Lily Briscoe’s accomplishment of her painting is also symbolic to a great extent. Lily sees that Mrs. Ramsay’s gift of harmonizing human relationship into memorable moments is “almost like a work of art” and in the book art is the ultimate symbol for the enduring ‘reality’. She neither in first nor in second part of the work of fiction can be able to complete her picture. In the whole period that contains more than a decade, she is perplexed about to fill the gap of her picture, but at the lighthouse, she executes her production. This symbolizes that an artist can be impeccable in his art when he reaches and finds the final limitations of reality or truth.
The uses of symbols serve the purpose of introspection, self-awareness, and openness to the unconscious in the novel.  To The Lighthouse is a masterpiece of construction through symbolism.
To the Lighthouse’: Emblematic of Social Change/A Feminist Novel
‘To the Lighthouse’ scrutinizes the role of women or more specifically, the evolution of the modern woman. The two main female characters in the novel, Mrs. Ramsay and Lily Briscoe, both represent different views on life and follow different paths on their search for meaning. Lily Briscoe transcends the traditional female gender roles embodied by Mrs. Ramsay; by coming into her own as an independent and modern woman, she symbolises the advent of modernism and rejection of traditional Victorian values.

* GIVEN INFORMATION:

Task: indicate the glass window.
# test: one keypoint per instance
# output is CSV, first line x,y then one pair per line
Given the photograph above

* WHAT TO DO:
1: According to the passage on To the Lighthouse, what does Lily Briscoe symbolize by becoming an independent, modern woman?
2: Carry the passage on To the Lighthouse forward from its last sentence.

* TASK-BY-TASK OUTPUTS:
1: The advent of modernism and the rejection of traditional Victorian values.

2:
The traditional female gender roles of passivity and submission are first reinforced by Mrs. Ramsay's attitude and behaviour towards her husband and the guests at her house. Mrs. Ramsay is not a helpless woman but she is not independent in the way that Lily Briscoe is. While she is perfectly capable of being the boss of trivial and "womanly" things such as dinner, the higher level decisions are always made by her husband.
Virginia Woolf's To the Lighthouse illustrates a bridge between the worlds of the Victorian mother and the modern, potentially independent woman. The Victorian woman was to be absorbed, as Mrs. Ramsay is, by the task of being mother and wife. Her reason for existing was to complete the man, rather than to exist in her own right. Mrs. Ramsay certainly sees this role for herself and is disturbed when she feels, momentarily, that she is better than her husband because he needs her support to feel good about himself and the life choices he has made. Yet the end of the Victorian era saw the rise of women's rights and greater freedom for women to excel without men or children.
Adrienne Rich, in ‘Of Woman Born’, says that ‘To the Lighthouse’ is about Virginia Woolf's need to understand her own mother and to prove, through the character of Lily Briscoe, that a woman can be "independent of men, as Mrs. Ramsay is not".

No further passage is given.